TO BE DONE> Transcribe everything in the data word for word. Pictures are left out.

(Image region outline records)
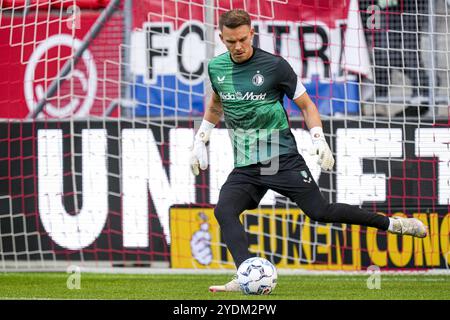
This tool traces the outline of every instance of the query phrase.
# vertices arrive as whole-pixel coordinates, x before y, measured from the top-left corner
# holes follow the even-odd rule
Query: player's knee
[[[331,205],[326,204],[323,206],[317,206],[314,210],[310,212],[305,212],[308,217],[317,222],[332,222],[332,212]]]
[[[219,225],[224,225],[229,221],[229,219],[233,219],[235,216],[239,216],[240,212],[234,208],[234,206],[219,202],[214,208],[214,216],[219,222]]]

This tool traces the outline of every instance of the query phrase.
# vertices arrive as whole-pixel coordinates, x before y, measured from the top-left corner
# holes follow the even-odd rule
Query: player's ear
[[[255,35],[255,28],[250,29],[250,39],[253,40],[253,36]]]

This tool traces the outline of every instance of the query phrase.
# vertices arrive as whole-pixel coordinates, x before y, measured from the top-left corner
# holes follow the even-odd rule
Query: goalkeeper
[[[334,158],[325,140],[317,107],[289,63],[252,46],[250,16],[240,9],[219,19],[220,38],[228,52],[208,65],[213,94],[196,133],[191,155],[195,175],[208,166],[206,143],[224,115],[233,144],[234,169],[220,190],[214,210],[236,267],[252,255],[240,214],[254,209],[268,189],[295,202],[312,220],[357,224],[402,235],[425,237],[418,219],[389,218],[343,203],[329,204],[297,150],[283,108],[284,95],[300,108],[322,170],[332,170]],[[239,291],[236,279],[210,291]]]

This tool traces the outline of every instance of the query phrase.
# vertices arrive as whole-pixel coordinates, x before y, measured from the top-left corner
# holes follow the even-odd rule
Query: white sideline
[[[234,270],[227,269],[170,269],[170,268],[83,268],[81,272],[86,273],[113,273],[113,274],[234,274]],[[316,271],[304,269],[278,269],[279,275],[305,275],[305,276],[352,276],[352,275],[367,275],[367,271]],[[381,271],[385,275],[449,275],[449,269],[432,269],[432,270],[389,270]]]
[[[66,268],[30,268],[30,269],[8,269],[0,270],[0,273],[8,272],[66,272]],[[170,268],[130,268],[130,267],[80,267],[81,273],[99,273],[99,274],[229,274],[233,275],[231,269],[170,269]],[[305,269],[278,269],[279,275],[304,275],[304,276],[362,276],[367,275],[366,270],[362,271],[317,271]],[[450,269],[430,269],[430,270],[381,270],[382,275],[445,275],[450,276]]]

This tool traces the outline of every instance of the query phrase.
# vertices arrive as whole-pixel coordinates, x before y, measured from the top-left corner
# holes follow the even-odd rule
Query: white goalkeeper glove
[[[203,119],[200,128],[194,138],[194,145],[191,149],[191,171],[194,175],[198,176],[199,169],[205,170],[208,168],[208,153],[206,150],[206,143],[209,141],[211,130],[215,127],[215,124]]]
[[[331,171],[334,166],[334,157],[328,146],[323,130],[321,127],[314,127],[309,130],[313,142],[313,148],[310,150],[311,155],[318,155],[317,164],[326,171]]]

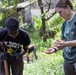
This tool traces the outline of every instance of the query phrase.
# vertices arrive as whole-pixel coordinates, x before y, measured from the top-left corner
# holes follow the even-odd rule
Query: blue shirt
[[[71,21],[65,21],[62,25],[62,40],[76,40],[76,14]],[[69,63],[76,62],[76,47],[68,46],[64,48],[63,57]]]

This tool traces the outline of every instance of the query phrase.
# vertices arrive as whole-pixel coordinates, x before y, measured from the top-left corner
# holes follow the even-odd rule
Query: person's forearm
[[[25,55],[26,54],[26,51],[25,50],[22,50],[20,54],[21,55]]]
[[[67,42],[66,42],[66,46],[73,46],[73,47],[76,47],[76,40],[67,41]]]

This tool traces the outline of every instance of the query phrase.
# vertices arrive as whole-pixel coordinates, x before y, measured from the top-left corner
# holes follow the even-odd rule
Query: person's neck
[[[75,12],[70,11],[69,16],[68,16],[68,21],[71,21],[73,19],[74,15],[75,15]]]

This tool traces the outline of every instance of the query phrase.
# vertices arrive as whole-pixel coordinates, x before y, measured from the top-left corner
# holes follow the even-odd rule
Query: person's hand
[[[54,42],[54,46],[57,47],[59,50],[66,47],[66,44],[67,43],[65,41],[61,41],[61,40],[56,40],[56,42]]]
[[[0,59],[7,59],[7,54],[6,53],[0,53]]]
[[[56,52],[55,48],[48,48],[47,51],[45,52],[46,54],[52,54]]]

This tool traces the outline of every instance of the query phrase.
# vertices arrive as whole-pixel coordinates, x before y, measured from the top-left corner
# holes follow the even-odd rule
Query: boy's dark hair
[[[9,17],[5,22],[8,30],[16,30],[19,28],[19,21],[14,17]]]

FULL RESPONSE>
This tool traces the outline of every instance of the query phrase.
# vertices arrive as whole-pixel coordinates, x before y, measured from the top-left corner
# holes follow the even-odd rule
Query: player's knee
[[[331,205],[326,204],[323,206],[317,206],[314,210],[310,212],[305,212],[308,217],[317,222],[332,222],[332,212]]]
[[[219,225],[224,225],[229,221],[229,219],[233,219],[235,216],[239,216],[240,212],[234,208],[234,206],[219,202],[214,208],[214,216],[219,222]]]

This tool traces the outline of every instance of the query phrase.
# vertices arrive as whole-pixel coordinates, x before y, measured from the top-left corner
# holes follow the even-odd rule
Query: player's ear
[[[255,35],[255,28],[250,29],[250,39],[253,40],[253,36]]]

This tool traces the outline of every instance of the query phrase.
# vertices arrive as whole-pixel coordinates, x before y, measured from the top-left corner
# holes follow the even-odd rule
Query: goalkeeper
[[[334,158],[325,140],[317,107],[289,63],[252,46],[250,16],[240,9],[219,19],[220,38],[228,52],[208,65],[213,94],[196,133],[191,155],[195,175],[208,166],[206,143],[224,115],[233,144],[234,169],[220,190],[214,210],[236,267],[252,255],[240,214],[254,209],[268,189],[295,202],[312,220],[357,224],[402,235],[425,237],[418,219],[389,218],[343,203],[329,204],[297,150],[283,108],[284,95],[300,108],[322,170],[332,170]],[[239,291],[236,279],[210,291]]]

This tool traces the outline of every instance of the query phrase.
# vertices arrive as whole-pixel coordinates, x before y, measured from the top-left corner
# holes follow the even-odd rule
Query: white sideline
[[[234,270],[227,269],[170,269],[170,268],[83,268],[81,272],[86,273],[113,273],[113,274],[234,274]],[[316,271],[304,269],[278,269],[279,275],[305,275],[305,276],[352,276],[352,275],[367,275],[367,271]],[[381,271],[385,275],[449,275],[449,269],[432,269],[432,270],[389,270]]]
[[[66,268],[30,268],[30,269],[8,269],[0,270],[0,273],[8,272],[66,272]],[[170,268],[130,268],[130,267],[80,267],[81,273],[99,273],[99,274],[229,274],[233,275],[231,269],[170,269]],[[305,269],[278,269],[279,275],[304,275],[304,276],[362,276],[367,275],[366,270],[362,271],[317,271]],[[450,269],[430,269],[430,270],[381,270],[382,275],[445,275],[450,276]]]

This tool traces the outline of every instance of the query phrase.
# vertices arrive as whole-pixel coordinates, x before y, measured from the top-left corner
# holes follow the even-odd rule
Query: white goalkeeper glove
[[[203,119],[200,128],[194,138],[194,145],[191,149],[191,171],[194,175],[198,176],[199,169],[205,170],[208,168],[208,153],[206,150],[206,143],[209,141],[211,130],[215,127],[215,124]]]
[[[331,171],[334,166],[334,157],[328,146],[323,130],[321,127],[314,127],[309,130],[313,142],[313,148],[310,150],[311,155],[318,155],[317,164],[326,171]]]

This tool traces the outline of every instance of the query phrase.
# vertices arrive as whole-pixel coordinates, x before y, measured from the top-left corner
# holes follow the even-odd rule
Query: blue shirt
[[[71,21],[65,21],[62,25],[62,40],[76,40],[76,14]],[[69,63],[76,62],[76,47],[68,46],[64,48],[63,57]]]

This tool traces the outline of every instance of the query phrase.
# vertices arrive as whole-pixel coordinates, x before y, measured from the top-left corner
# holes follow the even-odd rule
Query: person's forearm
[[[25,55],[26,54],[26,51],[25,50],[22,50],[20,54],[21,55]]]
[[[67,42],[66,42],[66,46],[73,46],[73,47],[76,47],[76,40],[67,41]]]

This tool traces the outline of every instance of the query phrase.
# vertices arrive as whole-pixel coordinates, x before y, measured from the top-left corner
# holes follow the even-odd rule
Query: person's neck
[[[75,12],[70,11],[69,16],[68,16],[68,21],[71,21],[73,19],[74,15],[75,15]]]

This tool traces the outline of every instance of the query phrase.
# vertices arrive as whole-pixel coordinates, x before y, measured from the top-left corner
# holes follow the even-odd rule
Query: person's hand
[[[54,42],[54,46],[57,47],[59,50],[66,47],[66,44],[67,43],[65,41],[61,41],[61,40],[56,40],[56,42]]]
[[[0,59],[7,59],[7,54],[6,53],[0,53]]]
[[[56,52],[55,48],[48,48],[47,51],[45,52],[46,54],[52,54]]]

This tool traces the outline of every instance of the query phrase.
# vertices arrive as whole-pixel coordinates, x before y, measured from the top-left corner
# holes follow the even-odd rule
Query: boy's dark hair
[[[9,17],[5,22],[8,30],[16,30],[19,28],[19,21],[14,17]]]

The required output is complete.